Exercise tasks:
A) Copy the passage of the Writing Mamas blog text starting at "If you're a" and ending at "are a goddess.", substituting "queen" for "goddess".
B) Extend the blog post about the night drive to the San Rafael Bus Terminal, picking up right after its final sentence.

The Writing Mamas Daily Blog

Each day on the Writing Mamas Daily Blog, a different member will write about mothering.

If you're a mom then you've said these words, you've made these observations and you've lived these situations - 24/7.

And for that, you are a goddess.

Tuesday, November 20, 2007

 

NOT a Parental Win-Win Situation

I’m not proud about the Saturday night I drove my six-year old son to the San Rafael Bus Terminal and dropped him off saying, “Find a new mother.”

God knows why he pissed me off to the point that I put him in the old burgundy Corolla and drove north fifteen minutes to give him away.

I remember the dark night decades ago, my rage pounding through my foot to the gas pedal, pulling the car past the western shadows of Mt. Tam and feeling out of my mind, unable to call Brian’s natural father who never saw him and would never be there, hadn’t been there since I left him when Brian was six-months old.

Out of the corner of my eye, Brian looked straight into the darkness ahead, rolling in the only car his brain called into memory, listening to me scream about how, “I can’t take it anymore!”

Data segment:
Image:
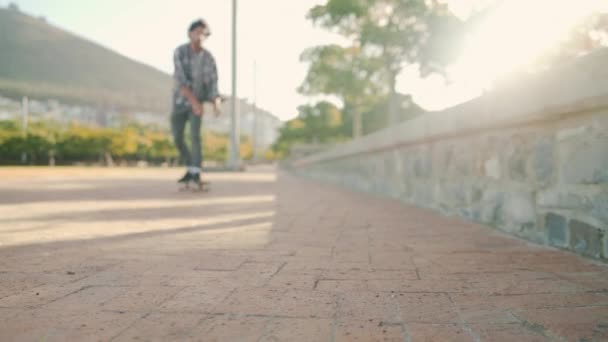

Results by task:
A)
If you're a mom then you've said these words, you've made these observations and you've lived these situations - 24/7.

And for that, you are a queen.

B)
Dark night.

Silent son.

Raging mother.

Lonesome inside the loss of my freedom. Lonesome without a father to share the painful confrontations between a son and his single parent mother when the boy only wanted his way -- only wanted to talk back, not pick up, yell or whatever he did to drive me toward my desire to be rid of him.

As he sat there, I needed to follow through. I screamed -- he needed a new home, a new start, the whole new family.

What was he supposed to do?

I’m not proud that I pulled the car up to the bus stop kiosk and commanded him to, “Get out!” He did, and stood there facing the car. I pulled away from the curb and made a right turn, instantly remorseful, I’d gone too far. In the rear-view mirror I saw him. He stood there; I made another right, panicked that I could no longer see him. Another right turn convinced me he’d been picked up by some perpetrator and taken to East Hollywood as a sex slave. Third right turn and I knew he was dead. Far beyond fear, I operated from adrenaline’s primordial “Where’s my child?” angst.

By the time I pulled up in front of the kiosk again, Brian hadn’t moved anything except his head. He stood rooted from the spot I made him stand. Less than ninety seconds and a thousand years passed since I last saw him. I stopped the car in front of him. “Get in.” He didn’t say a word. Silent from the gigantic abandon I pitted against us both, I drove back home.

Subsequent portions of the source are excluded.